• [Questions]:
1: D'après le texte sur les nanoparticules, de quelles deux choses dépend le double effet ?
2: Écrivez la suite du texte sur les nanoparticules, à partir de sa dernière phrase.

• [Extrait du texte]:
>>>

3 – A l’échelle nanométrique, les particules ont des comportements inattendus, complètement différents de la même matière à la taille normale : il n’existe pas de métrologie spécifique, ni de protection adaptée des travailleurs, aucun recul sur les risques de dispersion dans l’environnement.
Chaque produit pourrait ainsi avoir une toxicité qui lui est propre….. et la taille de chaque nano particule pourrait également déterminer des particularités spécifiques (effet de surface)
Donc, double effet : suivant la matière utilisée et suivant la taille !

<<<

• [Données fournies]:
>>>

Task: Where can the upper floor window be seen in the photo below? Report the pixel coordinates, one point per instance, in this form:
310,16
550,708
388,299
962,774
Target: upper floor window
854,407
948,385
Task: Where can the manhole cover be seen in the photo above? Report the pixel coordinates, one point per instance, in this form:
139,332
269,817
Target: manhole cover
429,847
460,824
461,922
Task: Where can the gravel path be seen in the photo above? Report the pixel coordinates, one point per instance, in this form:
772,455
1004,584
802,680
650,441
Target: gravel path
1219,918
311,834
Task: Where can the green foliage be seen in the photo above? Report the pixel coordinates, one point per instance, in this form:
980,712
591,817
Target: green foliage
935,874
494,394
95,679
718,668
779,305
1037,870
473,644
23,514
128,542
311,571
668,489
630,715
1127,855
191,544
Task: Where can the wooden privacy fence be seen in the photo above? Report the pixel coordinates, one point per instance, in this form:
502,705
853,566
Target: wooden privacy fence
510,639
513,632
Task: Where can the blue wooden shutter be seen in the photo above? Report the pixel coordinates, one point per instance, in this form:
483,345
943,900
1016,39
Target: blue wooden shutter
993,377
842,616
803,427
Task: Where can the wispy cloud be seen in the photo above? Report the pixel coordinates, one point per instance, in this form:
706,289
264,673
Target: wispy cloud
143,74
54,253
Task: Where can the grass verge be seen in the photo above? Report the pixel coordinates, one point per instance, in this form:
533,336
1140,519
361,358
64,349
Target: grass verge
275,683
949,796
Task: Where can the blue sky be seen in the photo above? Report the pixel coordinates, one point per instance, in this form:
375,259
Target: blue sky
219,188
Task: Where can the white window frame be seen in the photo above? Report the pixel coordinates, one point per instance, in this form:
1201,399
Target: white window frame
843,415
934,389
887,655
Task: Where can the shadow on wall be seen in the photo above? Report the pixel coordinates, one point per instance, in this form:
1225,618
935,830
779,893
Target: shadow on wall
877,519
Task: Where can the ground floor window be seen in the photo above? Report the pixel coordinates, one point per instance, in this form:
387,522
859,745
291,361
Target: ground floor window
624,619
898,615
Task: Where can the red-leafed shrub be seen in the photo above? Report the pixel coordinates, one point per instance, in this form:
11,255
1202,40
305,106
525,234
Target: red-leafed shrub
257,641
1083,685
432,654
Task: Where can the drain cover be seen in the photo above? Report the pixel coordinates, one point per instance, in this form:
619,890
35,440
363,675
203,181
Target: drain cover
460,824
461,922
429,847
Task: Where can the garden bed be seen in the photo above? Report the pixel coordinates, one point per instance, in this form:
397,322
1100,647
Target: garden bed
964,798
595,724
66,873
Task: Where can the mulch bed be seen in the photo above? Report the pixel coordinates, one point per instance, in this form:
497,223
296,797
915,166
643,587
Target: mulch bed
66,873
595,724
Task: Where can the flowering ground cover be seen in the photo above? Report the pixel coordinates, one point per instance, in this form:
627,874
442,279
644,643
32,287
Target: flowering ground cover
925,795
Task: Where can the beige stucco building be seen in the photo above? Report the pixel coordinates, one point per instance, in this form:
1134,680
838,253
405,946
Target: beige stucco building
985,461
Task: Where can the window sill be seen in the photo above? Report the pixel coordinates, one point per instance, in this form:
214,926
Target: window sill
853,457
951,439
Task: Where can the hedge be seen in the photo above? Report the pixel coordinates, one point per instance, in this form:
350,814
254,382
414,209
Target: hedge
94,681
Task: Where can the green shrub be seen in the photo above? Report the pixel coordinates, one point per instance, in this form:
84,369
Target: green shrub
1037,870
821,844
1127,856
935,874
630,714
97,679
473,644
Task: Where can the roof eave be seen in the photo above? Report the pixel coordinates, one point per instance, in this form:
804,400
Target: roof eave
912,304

<<<

• [Réponses]:
1: De la matière utilisée et de la taille des particules.

2:
4 – En plus des risques énumérés dans le « cahier d’acteurs des Amis de la Terre France », une étude du Southmead Hospital à Bristol vient de démontrer que les nanoparticules peuvent endommager les cellules humaines, notamment leur ADN, même à l'abri d'une barrière cellulaire. La démonstration de leur génotoxicité in vitro est rapportée dans un article publié en ligne, jeudi 5 novembre 2009, par la revue Nature Nanotechnology. Un effet indirect à double tranchant : un risque toxique inédit (endommager l’ADN et les chromosomes), mais l’apparition d’un nouveau mécanisme qui pourrait éventuellement être utilisé de manière thérapeutique.
5 – Quant aux relargages dans la nature (en particulier dans l’eau), on ne les maîtrise déjà pas actuellement (exemple des médicaments, que les stations d’épuration n’arrivent pas à traiter correctement) , alors qu’en sera-t-il des médicaments et des produits contenant des nanoparticules et des nanotubes ?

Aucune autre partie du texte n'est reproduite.